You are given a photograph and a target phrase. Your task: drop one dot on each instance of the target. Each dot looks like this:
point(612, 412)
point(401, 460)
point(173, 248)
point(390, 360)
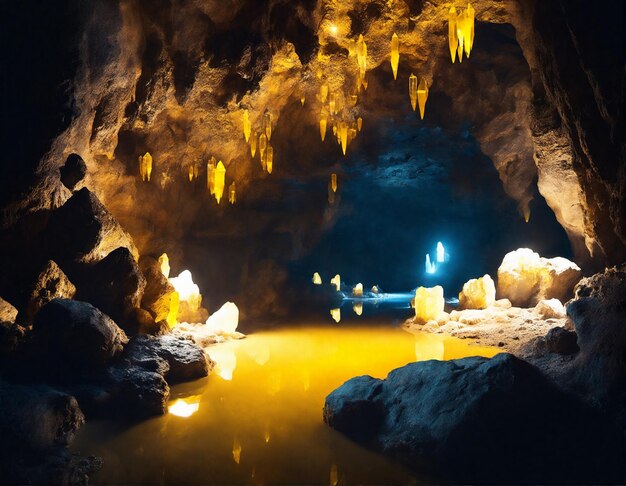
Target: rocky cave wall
point(174, 78)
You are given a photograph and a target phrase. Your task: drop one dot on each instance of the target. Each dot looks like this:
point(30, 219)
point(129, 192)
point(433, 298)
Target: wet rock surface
point(76, 338)
point(493, 420)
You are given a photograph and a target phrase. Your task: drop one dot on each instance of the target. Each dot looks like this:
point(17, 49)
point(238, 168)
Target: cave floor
point(257, 419)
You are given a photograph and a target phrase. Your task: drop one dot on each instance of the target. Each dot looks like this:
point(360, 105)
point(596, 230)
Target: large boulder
point(136, 385)
point(73, 171)
point(73, 338)
point(51, 283)
point(471, 420)
point(598, 313)
point(8, 312)
point(115, 285)
point(478, 293)
point(84, 230)
point(525, 278)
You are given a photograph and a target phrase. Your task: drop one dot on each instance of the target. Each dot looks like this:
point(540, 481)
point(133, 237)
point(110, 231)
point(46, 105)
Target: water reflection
point(261, 421)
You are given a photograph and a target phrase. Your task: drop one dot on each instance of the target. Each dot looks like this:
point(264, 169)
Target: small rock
point(73, 171)
point(561, 341)
point(83, 230)
point(550, 308)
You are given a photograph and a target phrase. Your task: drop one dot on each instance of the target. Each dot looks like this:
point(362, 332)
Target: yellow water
point(258, 419)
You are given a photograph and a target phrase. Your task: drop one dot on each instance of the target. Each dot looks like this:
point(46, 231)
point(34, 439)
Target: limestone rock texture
point(76, 338)
point(525, 278)
point(478, 293)
point(446, 417)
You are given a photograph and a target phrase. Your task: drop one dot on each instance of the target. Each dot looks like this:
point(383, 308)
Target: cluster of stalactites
• • • • •
This exercise asks for the data above to be given again exactly, without pictures.

You are given a photograph and a target phrase. Your task: drop one dot on each instance of the target. Each dot looks like this:
point(612, 412)
point(401, 460)
point(173, 248)
point(390, 360)
Target: rocky cave wall
point(174, 78)
You are given a photograph and a target phrase. Your task: drop one dot on each instance of the target. Each dot looks like this:
point(30, 219)
point(129, 192)
point(433, 298)
Target: wet rock surface
point(76, 338)
point(493, 420)
You are given a photograph and a target phrase. Your task: drop one dot on each instance of the target. Each dot looks like this:
point(17, 49)
point(238, 168)
Target: cave floor
point(257, 419)
You are given a photograph and a target phrase. Your task: drop one dot on each instance of the target. Each dot looks like this:
point(360, 105)
point(596, 230)
Target: large boulder
point(136, 385)
point(73, 171)
point(73, 338)
point(51, 283)
point(471, 420)
point(598, 313)
point(8, 312)
point(115, 285)
point(478, 293)
point(84, 230)
point(525, 278)
You are given a photograph and a target phrase. Your task: drop one dot on each instance of the target. Each dot looks like this:
point(540, 481)
point(133, 237)
point(110, 231)
point(46, 105)
Target: water reflection
point(261, 421)
You are given a photograph and a target phrase. Your task: drop one dot on each instance of the target. Each dot looks like this:
point(264, 169)
Target: small rock
point(73, 171)
point(561, 341)
point(83, 230)
point(550, 308)
You are given a photograph and a target phrase. Your task: drop one dot on each instance of the target. Each dot looks like this:
point(362, 332)
Target: yellow water
point(258, 419)
You are given a photograph and a target phrase. Your task: drop one dot on each instance of the target. Each dot looks like this:
point(46, 231)
point(34, 439)
Target: limestone rock texture
point(76, 338)
point(525, 278)
point(478, 293)
point(446, 417)
You are given a photograph and a target phrase. Your task: drop one dot on each instance of the target. Each dot looks like this:
point(383, 308)
Target: cluster of stalactites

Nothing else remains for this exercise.